PASSAGE SHOWN:
==========
From the far reaches of the distant past, history emerges

By ROGER EMILE STOUFF
Managing Editor
A long, long time ago, someone in southern Louisiana, or perhaps several people, cut down a cypress tree and made a boat.
Well, not a “boat” per se, but a dugout canoe. It wasn’t an Acadian, ousted from their home in Nova Scotia, who fashioned it; nor was it a living member of the many Native Americans living in the swamps and bayous when the Cajuns arrived. But it was one of their ancestors.
Just south of Donaldsonville, Louisiana in Belle River, Jamie Ponville owns a dirt-fill business that he excavates from a very large and deep site. Last October, the excavator’s bucket struck something and Ponville knew what it was on sight.
“My father and brother were moving some material for me,” Ponville said. “I had a little puddle of water that was standing in the middle of the pit and I wanted to get it out to my drainage ditch. So I just started scraping the ground, just about an inch at a time…and I exposed, in the ground, about a six-inch piece. It was a perfect V, about six inches on each side. And right away, the feeling that came over me, it’s unexplainable.”
==========
DATA SECTION:
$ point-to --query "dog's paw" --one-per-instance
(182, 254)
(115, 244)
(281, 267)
==========
TASKS AND EXERCISES:
[1] In the article on the dugout canoe, what kind of business does Jamie Ponville own in Belle River?
[2] Render this sentence from the article on the dugout canoe in Spanish: "Last October, the excavator’s bucket struck something and Ponville knew what it was on sight."

SOLUTIONS FOR EACH TASK:
[1] A dirt-fill business.

[2] En octubre pasado, el cucharón de la excavadora golpeó algo y Ponville supo qué era con solo verlo.